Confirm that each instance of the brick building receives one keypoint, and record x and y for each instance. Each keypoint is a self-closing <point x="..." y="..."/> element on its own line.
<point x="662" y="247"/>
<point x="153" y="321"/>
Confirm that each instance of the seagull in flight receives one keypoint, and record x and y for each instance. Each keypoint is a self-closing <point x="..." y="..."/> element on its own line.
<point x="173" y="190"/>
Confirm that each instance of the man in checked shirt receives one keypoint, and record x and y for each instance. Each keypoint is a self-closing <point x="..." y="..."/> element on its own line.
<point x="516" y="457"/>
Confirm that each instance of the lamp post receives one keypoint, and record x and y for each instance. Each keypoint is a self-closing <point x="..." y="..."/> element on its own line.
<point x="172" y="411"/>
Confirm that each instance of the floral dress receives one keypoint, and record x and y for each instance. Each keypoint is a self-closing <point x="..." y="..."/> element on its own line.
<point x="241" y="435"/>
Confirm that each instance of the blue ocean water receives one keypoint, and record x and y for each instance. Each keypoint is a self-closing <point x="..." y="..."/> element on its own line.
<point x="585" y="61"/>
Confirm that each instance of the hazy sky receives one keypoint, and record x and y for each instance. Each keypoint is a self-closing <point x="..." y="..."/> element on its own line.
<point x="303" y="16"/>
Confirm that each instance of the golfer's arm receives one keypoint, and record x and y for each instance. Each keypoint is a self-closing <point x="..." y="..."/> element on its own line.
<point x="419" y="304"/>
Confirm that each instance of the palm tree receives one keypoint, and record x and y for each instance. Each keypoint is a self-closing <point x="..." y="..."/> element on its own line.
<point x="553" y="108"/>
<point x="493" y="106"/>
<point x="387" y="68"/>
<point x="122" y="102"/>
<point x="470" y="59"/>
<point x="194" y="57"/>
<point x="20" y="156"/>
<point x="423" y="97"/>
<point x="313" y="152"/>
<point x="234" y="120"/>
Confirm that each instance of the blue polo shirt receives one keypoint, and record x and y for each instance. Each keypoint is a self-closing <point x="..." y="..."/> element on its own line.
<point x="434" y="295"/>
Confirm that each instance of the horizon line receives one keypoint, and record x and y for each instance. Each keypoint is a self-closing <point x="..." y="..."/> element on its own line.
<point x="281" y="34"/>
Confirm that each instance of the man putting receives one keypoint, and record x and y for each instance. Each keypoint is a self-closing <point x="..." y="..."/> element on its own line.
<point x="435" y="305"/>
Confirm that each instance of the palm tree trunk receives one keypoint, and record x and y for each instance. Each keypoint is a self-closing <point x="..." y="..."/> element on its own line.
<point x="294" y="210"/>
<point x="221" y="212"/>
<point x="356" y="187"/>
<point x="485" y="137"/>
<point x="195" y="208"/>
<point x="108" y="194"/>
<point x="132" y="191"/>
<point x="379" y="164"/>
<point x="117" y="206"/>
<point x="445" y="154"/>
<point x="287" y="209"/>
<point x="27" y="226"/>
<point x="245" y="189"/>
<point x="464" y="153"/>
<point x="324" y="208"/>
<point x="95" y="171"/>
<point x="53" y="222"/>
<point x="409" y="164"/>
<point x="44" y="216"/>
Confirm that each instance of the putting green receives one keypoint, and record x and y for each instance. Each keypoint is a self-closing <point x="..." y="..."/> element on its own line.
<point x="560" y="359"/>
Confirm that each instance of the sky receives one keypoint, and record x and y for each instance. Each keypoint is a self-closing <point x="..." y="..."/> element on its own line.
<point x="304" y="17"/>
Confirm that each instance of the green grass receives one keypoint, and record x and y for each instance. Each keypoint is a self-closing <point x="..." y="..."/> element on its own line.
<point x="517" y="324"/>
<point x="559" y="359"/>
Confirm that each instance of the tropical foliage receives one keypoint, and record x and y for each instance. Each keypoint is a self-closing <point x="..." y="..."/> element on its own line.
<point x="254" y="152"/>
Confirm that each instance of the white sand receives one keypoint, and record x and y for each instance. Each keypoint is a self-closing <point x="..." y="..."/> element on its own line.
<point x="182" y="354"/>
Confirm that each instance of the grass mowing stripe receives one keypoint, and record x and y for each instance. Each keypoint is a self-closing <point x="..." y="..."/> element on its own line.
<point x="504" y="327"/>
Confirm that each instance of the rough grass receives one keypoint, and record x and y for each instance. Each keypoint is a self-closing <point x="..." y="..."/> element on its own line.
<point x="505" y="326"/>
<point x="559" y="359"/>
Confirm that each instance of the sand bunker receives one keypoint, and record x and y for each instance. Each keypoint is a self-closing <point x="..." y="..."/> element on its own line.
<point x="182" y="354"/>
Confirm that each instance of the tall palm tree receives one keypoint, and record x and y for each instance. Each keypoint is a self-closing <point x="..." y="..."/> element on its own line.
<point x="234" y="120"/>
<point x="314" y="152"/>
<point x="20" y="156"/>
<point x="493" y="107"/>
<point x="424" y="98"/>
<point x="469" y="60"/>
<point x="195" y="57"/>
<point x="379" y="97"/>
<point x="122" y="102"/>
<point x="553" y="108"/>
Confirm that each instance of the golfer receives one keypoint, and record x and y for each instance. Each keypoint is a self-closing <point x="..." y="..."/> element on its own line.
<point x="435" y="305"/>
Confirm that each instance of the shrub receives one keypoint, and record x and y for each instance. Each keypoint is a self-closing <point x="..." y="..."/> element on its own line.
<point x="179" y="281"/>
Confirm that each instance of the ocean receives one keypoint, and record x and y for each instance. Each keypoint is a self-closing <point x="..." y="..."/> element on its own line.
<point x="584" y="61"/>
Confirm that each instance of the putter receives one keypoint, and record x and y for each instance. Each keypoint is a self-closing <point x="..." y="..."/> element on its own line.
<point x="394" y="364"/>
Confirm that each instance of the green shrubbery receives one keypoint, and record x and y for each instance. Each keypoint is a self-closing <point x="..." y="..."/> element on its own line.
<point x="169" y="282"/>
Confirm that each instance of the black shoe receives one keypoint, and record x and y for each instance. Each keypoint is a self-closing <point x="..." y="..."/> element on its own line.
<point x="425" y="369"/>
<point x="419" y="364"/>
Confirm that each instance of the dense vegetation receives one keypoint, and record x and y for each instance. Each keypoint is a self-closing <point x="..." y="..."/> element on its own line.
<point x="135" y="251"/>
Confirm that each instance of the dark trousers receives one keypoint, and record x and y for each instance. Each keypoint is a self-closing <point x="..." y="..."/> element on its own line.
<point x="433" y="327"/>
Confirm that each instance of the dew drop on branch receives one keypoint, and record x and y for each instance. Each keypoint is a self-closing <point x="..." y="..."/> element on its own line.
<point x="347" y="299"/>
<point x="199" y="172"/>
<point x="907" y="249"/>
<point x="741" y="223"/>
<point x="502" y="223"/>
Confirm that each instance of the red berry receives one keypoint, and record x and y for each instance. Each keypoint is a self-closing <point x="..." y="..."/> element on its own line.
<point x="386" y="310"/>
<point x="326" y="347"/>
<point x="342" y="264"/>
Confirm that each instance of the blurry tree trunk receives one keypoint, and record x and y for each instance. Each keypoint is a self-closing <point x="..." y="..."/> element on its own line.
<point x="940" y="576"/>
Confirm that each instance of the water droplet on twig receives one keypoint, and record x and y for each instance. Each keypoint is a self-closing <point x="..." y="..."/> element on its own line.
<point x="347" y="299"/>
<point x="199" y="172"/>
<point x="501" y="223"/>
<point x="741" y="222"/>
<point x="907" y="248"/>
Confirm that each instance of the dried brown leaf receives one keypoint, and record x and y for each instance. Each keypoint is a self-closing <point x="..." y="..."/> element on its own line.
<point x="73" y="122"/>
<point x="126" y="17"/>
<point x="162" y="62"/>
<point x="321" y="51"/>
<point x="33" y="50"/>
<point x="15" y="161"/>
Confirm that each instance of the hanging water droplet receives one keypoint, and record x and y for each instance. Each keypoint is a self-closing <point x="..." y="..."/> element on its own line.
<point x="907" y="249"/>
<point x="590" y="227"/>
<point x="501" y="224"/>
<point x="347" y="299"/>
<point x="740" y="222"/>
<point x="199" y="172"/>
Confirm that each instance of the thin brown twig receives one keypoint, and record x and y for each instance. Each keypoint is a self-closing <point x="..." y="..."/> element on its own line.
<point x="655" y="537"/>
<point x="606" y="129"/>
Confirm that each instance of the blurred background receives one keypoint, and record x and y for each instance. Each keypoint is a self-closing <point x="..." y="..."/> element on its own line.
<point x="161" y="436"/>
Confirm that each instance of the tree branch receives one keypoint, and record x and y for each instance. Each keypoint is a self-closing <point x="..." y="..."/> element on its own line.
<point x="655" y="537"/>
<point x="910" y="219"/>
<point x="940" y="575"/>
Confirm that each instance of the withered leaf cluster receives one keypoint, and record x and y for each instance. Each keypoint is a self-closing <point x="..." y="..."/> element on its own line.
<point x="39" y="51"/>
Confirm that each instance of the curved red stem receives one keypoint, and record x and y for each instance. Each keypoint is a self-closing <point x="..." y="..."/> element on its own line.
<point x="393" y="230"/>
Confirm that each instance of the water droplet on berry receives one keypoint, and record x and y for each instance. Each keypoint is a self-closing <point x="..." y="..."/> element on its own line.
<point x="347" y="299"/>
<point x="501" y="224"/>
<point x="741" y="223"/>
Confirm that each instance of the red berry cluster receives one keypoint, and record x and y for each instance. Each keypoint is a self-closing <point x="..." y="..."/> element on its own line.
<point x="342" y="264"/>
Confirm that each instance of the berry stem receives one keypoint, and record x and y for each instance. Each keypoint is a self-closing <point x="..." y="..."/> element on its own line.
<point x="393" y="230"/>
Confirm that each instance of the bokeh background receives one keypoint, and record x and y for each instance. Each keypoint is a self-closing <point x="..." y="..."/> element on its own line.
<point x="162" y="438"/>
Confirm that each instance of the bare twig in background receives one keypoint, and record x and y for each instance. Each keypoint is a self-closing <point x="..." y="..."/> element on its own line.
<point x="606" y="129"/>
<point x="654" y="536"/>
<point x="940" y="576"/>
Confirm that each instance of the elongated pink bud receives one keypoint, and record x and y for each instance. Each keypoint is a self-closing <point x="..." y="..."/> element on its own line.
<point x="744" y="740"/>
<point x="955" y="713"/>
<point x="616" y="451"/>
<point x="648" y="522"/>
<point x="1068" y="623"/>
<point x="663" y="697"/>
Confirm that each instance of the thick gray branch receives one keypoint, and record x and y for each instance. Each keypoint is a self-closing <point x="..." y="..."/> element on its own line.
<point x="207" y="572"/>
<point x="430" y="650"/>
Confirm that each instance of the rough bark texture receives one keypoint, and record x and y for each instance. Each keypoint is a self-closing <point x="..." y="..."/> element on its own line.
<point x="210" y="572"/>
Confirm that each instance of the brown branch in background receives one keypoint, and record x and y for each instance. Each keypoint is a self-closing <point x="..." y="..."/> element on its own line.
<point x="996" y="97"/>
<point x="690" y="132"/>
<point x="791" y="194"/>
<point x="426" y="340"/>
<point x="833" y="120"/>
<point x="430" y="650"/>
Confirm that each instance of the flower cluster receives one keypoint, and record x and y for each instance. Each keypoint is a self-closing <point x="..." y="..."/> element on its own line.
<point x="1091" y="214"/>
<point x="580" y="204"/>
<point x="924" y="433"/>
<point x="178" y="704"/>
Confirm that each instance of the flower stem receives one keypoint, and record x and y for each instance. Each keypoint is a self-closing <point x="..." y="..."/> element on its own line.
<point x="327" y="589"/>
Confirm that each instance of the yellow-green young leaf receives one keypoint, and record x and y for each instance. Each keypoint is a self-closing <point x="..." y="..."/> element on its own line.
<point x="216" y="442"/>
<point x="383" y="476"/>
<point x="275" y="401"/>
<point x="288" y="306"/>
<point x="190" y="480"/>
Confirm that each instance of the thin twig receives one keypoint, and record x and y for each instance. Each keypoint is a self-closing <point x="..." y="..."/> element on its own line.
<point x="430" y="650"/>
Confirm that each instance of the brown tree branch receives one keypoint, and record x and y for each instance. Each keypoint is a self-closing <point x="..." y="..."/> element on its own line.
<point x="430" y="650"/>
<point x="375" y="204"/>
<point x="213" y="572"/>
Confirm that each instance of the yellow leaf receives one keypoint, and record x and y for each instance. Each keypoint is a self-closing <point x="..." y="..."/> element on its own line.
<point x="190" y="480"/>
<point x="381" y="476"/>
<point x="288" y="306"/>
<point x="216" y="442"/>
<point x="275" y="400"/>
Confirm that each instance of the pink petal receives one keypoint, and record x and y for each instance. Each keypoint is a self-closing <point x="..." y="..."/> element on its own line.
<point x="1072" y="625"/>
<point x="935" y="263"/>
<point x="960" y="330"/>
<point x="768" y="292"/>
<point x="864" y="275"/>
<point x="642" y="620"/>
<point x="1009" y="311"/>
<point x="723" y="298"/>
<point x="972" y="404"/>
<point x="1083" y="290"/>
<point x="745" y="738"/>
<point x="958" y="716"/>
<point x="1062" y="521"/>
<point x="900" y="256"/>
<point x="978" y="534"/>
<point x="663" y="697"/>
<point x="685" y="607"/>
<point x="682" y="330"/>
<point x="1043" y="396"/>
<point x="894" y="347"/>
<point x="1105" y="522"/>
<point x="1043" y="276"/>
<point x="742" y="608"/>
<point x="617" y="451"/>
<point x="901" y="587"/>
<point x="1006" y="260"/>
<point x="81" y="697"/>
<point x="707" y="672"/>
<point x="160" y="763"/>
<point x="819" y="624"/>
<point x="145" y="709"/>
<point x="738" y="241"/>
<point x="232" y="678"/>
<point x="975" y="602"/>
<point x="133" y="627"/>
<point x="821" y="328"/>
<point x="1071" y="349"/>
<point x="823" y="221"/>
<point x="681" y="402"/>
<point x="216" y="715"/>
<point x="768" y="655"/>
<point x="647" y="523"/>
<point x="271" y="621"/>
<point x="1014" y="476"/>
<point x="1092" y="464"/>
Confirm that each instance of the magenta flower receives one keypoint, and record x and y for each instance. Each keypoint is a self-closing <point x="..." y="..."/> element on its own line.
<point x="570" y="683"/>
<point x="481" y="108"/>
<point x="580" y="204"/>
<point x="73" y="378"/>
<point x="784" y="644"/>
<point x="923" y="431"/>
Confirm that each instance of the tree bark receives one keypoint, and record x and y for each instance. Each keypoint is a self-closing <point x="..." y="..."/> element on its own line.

**What you should do**
Copy out the lines from the line containing "Confirm that each instance of the magenta" to the end of the listing above, without alteration.

**Written response**
Confirm that each instance of the magenta flower receives one keypoint, and record x and y for each instance. Each keypoint is a self-closing <point x="..." y="..."/> element on its own line.
<point x="570" y="683"/>
<point x="481" y="108"/>
<point x="580" y="204"/>
<point x="73" y="378"/>
<point x="784" y="644"/>
<point x="923" y="431"/>
Confirm that each instance of the tree bark receives one keypoint, and record x and y for each instance. Each keypoint is a self-closing <point x="..." y="..."/> element on its own line.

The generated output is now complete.